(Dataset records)

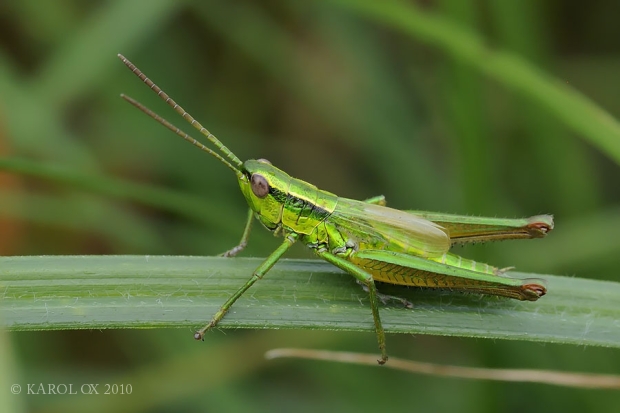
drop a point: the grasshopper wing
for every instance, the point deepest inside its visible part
(379, 227)
(398, 268)
(465, 229)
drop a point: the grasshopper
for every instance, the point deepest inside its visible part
(363, 238)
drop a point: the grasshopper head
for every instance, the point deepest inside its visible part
(265, 188)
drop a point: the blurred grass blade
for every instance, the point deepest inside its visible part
(558, 378)
(567, 104)
(165, 199)
(72, 292)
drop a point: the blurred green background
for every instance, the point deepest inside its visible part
(336, 94)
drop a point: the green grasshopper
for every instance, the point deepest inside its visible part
(364, 238)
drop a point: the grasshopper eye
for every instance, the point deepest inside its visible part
(260, 187)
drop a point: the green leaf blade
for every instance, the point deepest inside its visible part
(96, 292)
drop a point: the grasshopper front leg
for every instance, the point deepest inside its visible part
(257, 275)
(366, 279)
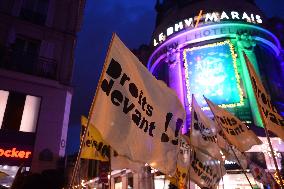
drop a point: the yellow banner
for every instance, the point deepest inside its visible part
(94, 147)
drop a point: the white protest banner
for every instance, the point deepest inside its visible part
(261, 175)
(94, 147)
(203, 133)
(204, 170)
(272, 120)
(139, 116)
(235, 131)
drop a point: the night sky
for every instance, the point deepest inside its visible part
(133, 21)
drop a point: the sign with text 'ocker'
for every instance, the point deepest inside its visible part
(139, 116)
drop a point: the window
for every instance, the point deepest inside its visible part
(34, 11)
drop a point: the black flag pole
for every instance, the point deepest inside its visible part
(232, 149)
(265, 129)
(241, 166)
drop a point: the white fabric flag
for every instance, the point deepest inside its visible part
(203, 133)
(204, 170)
(272, 120)
(139, 116)
(235, 131)
(119, 162)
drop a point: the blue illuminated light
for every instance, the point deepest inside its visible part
(211, 70)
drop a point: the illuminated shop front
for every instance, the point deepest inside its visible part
(199, 50)
(208, 60)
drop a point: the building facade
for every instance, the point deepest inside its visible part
(37, 41)
(197, 48)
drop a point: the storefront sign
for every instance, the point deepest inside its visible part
(214, 32)
(204, 19)
(15, 153)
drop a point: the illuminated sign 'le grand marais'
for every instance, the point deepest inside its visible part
(206, 18)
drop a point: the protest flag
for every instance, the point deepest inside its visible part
(139, 116)
(205, 171)
(120, 162)
(94, 147)
(271, 119)
(203, 133)
(235, 131)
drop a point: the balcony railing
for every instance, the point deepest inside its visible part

How to complete this task —
Drop the images and quote the entries word for word.

Task result —
drop a point: the grasshopper wing
for every instance, the point deepest inside its visible part
(379, 227)
(398, 268)
(465, 229)
drop a point: the grasshopper
for every instance, the point deepest inside its visible part
(363, 238)
drop a point: the grasshopper head
for every instance, the point deepest inside its visible part
(265, 188)
drop a point: the blurred grass blade
for every instance, the point deepest inside its visible part
(558, 378)
(567, 104)
(165, 199)
(72, 292)
drop a point: the blurred green background
for every instance, the point deepest inside its visible part
(336, 94)
drop a point: the green grasshopper
for every instance, the point deepest inside its visible part
(364, 238)
drop a point: the grasshopper eye
for every instance, the point deepest inside its visible part
(260, 187)
drop a point: the green leaf blade
for every instance, the point deepest inside its visible part
(96, 292)
drop a point: the grasshopper front leg
for every instance, the point deepest inside its visible part
(257, 275)
(366, 279)
drop a point: the yellow banner
for every instance, the point deepest inside its visible part
(94, 147)
drop a point: the white protest banner
for every instance, the point deepest inside its visible part
(261, 175)
(94, 147)
(203, 133)
(204, 170)
(272, 120)
(139, 116)
(235, 131)
drop a point: the night sky
for every instance, the point deepest inside its visible part
(133, 21)
drop a point: the sign with text 'ocker'
for every instance, the point deepest inside its visible part
(139, 116)
drop a point: the window
for every instance, the point deepest inside its visible part
(34, 11)
drop a point: the black flag pole
for every instance, the point deepest inside its visible part
(232, 149)
(265, 129)
(241, 166)
drop a point: the white fabric flag
for every instance, the point deepest inside its visible part
(203, 133)
(204, 170)
(272, 120)
(139, 116)
(235, 131)
(119, 162)
drop a point: the blue illuminated light
for every instance, the point deepest inside its visible part
(211, 70)
drop a point: the illuminated shop front
for every instance, the point deepest inside its visible part
(199, 50)
(208, 60)
drop a point: the building facade
for every instance, the point deepest inside its visible part
(37, 41)
(197, 48)
drop a point: the storefront sign
for every instance, the point deepest inside its visible part
(214, 32)
(204, 19)
(15, 153)
drop a point: the illuminated sign 'le grand marais'
for every instance, the point deepest inside its visible part
(206, 18)
drop a point: the protest flag
for every instance, the point deepest inside its visible part
(139, 116)
(205, 171)
(120, 162)
(94, 147)
(271, 119)
(203, 133)
(235, 131)
drop a point: the balcony railing
for every instance, the point deepest inside its visible part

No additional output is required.